What to produce: Transcribe the line with "point: the sky, one" and all the lines that follow it in the material below, exactly as they stand.

---- Dataset extract

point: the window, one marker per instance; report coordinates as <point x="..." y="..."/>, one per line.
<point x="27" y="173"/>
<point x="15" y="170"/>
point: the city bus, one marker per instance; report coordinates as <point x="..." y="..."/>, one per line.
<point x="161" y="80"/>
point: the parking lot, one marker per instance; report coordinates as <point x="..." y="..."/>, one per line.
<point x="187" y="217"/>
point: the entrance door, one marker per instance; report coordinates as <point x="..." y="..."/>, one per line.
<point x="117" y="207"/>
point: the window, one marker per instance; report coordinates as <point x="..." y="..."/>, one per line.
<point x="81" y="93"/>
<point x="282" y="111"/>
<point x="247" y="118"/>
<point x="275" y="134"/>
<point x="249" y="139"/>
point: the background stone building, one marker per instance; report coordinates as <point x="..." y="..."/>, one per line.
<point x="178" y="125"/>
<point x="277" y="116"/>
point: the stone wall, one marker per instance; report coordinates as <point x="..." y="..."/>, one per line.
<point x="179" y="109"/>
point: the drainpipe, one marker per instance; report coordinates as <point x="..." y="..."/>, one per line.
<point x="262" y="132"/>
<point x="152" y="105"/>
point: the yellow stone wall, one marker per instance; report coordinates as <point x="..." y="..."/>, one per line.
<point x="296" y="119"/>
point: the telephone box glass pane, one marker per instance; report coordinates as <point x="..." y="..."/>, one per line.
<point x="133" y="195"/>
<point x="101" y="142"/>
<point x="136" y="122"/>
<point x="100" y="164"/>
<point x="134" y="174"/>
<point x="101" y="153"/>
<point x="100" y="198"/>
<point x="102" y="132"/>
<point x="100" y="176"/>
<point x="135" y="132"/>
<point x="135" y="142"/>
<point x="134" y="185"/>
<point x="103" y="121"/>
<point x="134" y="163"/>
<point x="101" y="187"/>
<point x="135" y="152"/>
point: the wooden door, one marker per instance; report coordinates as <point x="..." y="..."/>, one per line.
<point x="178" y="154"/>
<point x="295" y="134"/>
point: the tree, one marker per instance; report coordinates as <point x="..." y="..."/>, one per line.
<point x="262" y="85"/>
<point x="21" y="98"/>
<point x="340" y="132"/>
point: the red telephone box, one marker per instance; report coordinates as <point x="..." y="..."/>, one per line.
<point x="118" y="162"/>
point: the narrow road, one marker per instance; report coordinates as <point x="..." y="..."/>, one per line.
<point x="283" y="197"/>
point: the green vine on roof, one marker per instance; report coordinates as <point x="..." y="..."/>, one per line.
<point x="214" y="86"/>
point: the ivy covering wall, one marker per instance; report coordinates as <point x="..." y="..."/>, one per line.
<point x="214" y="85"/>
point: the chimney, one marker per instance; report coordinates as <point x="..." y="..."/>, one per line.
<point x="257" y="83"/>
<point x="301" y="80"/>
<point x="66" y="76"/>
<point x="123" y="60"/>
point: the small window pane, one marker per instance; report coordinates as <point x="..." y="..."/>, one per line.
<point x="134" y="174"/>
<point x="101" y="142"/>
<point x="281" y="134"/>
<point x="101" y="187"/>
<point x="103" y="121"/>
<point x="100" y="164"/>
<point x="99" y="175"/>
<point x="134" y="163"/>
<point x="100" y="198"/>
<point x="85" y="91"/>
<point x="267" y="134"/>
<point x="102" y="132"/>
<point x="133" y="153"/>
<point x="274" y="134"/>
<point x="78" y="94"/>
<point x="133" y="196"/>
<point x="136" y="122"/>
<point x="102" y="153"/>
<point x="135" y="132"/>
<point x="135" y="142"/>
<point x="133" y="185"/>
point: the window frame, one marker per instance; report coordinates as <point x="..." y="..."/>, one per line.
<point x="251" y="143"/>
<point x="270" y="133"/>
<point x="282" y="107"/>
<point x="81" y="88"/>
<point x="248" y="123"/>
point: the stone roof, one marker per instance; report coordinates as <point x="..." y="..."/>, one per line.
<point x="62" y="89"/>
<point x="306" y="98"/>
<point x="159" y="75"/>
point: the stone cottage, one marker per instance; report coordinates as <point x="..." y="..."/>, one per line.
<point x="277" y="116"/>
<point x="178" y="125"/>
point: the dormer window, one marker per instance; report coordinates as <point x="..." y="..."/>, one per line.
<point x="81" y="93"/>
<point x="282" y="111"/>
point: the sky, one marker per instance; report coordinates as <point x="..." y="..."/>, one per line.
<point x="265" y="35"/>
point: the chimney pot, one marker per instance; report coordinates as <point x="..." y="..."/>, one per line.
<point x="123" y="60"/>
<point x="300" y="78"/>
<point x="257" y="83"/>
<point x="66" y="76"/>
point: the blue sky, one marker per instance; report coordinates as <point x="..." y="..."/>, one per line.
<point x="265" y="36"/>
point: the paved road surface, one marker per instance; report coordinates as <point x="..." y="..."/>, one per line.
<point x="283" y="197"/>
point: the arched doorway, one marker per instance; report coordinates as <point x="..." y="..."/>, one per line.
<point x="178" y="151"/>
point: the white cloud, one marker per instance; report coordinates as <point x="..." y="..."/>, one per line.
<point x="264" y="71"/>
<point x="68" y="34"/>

--------

Task response:
point: the sky, one marker per instance; report coordinates as <point x="..." y="..."/>, one per line.
<point x="265" y="35"/>
point: the chimney pot, one marker per instance; report coordinates as <point x="..." y="..."/>, one per line.
<point x="123" y="60"/>
<point x="300" y="78"/>
<point x="257" y="83"/>
<point x="66" y="76"/>
point: the blue sky, one marker per instance; report coordinates as <point x="..." y="..."/>, one per line.
<point x="265" y="36"/>
point: the paved road surface, one marker per instance; report coordinates as <point x="..." y="..."/>, one per line.
<point x="283" y="197"/>
point: the arched doorway, one marker per instance; report coordinates as <point x="..." y="..."/>, one per line.
<point x="178" y="151"/>
point: the white cloud, one marker per instance; report coordinates as <point x="..." y="..."/>, one per line.
<point x="264" y="71"/>
<point x="68" y="34"/>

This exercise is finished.